MATERIAL SUPPLIED -
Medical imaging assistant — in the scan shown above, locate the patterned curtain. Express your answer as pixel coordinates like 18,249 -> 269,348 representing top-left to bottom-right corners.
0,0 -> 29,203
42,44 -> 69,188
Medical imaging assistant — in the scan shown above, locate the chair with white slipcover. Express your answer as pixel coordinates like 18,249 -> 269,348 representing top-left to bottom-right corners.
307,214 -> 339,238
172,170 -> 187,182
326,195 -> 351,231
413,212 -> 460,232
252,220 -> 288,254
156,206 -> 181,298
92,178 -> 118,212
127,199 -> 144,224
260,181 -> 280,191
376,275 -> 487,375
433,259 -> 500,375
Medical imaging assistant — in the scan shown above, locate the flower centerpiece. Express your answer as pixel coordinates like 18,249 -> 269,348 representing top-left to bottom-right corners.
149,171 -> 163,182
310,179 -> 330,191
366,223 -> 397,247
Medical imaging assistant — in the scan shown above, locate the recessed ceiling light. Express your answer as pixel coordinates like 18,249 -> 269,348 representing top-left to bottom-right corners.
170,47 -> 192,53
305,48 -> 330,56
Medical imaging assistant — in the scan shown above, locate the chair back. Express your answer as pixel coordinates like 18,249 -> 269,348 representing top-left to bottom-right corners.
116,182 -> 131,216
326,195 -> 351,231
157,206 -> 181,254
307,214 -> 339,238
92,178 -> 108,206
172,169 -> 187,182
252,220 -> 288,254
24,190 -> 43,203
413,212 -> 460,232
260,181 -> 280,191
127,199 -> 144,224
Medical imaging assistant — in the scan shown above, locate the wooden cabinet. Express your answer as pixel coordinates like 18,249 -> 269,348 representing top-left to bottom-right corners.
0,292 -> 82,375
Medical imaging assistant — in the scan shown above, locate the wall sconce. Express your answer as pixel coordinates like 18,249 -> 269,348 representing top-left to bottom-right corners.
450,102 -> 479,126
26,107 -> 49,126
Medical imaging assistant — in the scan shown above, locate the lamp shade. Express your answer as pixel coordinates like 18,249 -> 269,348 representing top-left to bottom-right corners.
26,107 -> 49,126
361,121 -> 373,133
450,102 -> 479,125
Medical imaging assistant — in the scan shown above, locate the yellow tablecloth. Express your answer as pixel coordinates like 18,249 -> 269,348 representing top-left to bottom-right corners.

WHAT YOU ARE ASKED TO DO - Reproduce all of the material above line for line, changing nothing.

ANSWER TO THIS TASK -
Medical imaging assistant — in the scan shown above, locate the patterned curtain. Express your answer as pixel coordinates like 18,249 -> 269,348 representing top-left to bottom-right corners.
0,0 -> 29,203
42,44 -> 69,188
Medical imaging assistant — in the scan shown above, locate the chair with white slipcover. Express your answer as pixel coordinates like 18,249 -> 269,348 representing top-left to bottom-right corners.
307,214 -> 339,238
172,170 -> 187,182
326,195 -> 351,231
413,212 -> 460,232
252,220 -> 288,254
156,206 -> 181,298
92,178 -> 118,212
127,199 -> 144,224
260,181 -> 280,191
376,275 -> 487,375
433,259 -> 500,375
Medical imaging assistant — in the scan shown above, locate the flower centerpiece. Express your answer as pixel coordinates like 18,249 -> 269,348 representing top-left to bottom-right corners.
149,171 -> 163,182
310,179 -> 330,191
366,223 -> 397,247
Medical imaging assistant — in the scan shown above, locate the recessed ceiling light. Express your answer as pixel coordinates like 18,249 -> 269,348 representing top-left to bottom-right corners.
170,47 -> 192,53
305,48 -> 330,56
Medical imaging assistant — in the scan shown above, locate the chair back. Express your answer as pixel coordinates like 18,249 -> 269,348 representing top-left to bottom-right corners.
116,182 -> 131,216
326,195 -> 351,231
157,206 -> 181,254
307,214 -> 339,238
92,178 -> 108,206
172,169 -> 187,182
252,220 -> 288,254
24,190 -> 43,203
413,212 -> 460,232
260,181 -> 280,191
127,199 -> 144,224
Medical imaging assistant — in the scan shown above, locate the wooden cabinet. Express your answer as pixel coordinates like 18,249 -> 269,348 representing top-left to bottom-right corners.
0,292 -> 82,375
Medical imaging assistant — in the scan shown above, locate the wall sconce. Express your answer as pixel coordinates like 18,249 -> 269,348 representing top-left to bottom-right corners.
450,102 -> 479,126
26,107 -> 49,126
Medical imaging assistant — in the scan shown above, locate the lamp shade. Express your answer as pixel coordinates like 18,249 -> 269,348 representing top-left to bottom-right corners.
26,107 -> 49,126
361,121 -> 373,133
450,102 -> 479,125
Medical imaging assistant — in the scan shown above, locate the yellow tablecloth. Express your answer as pixel coordinates like 18,249 -> 269,348 representing top-left to bottom-right corners.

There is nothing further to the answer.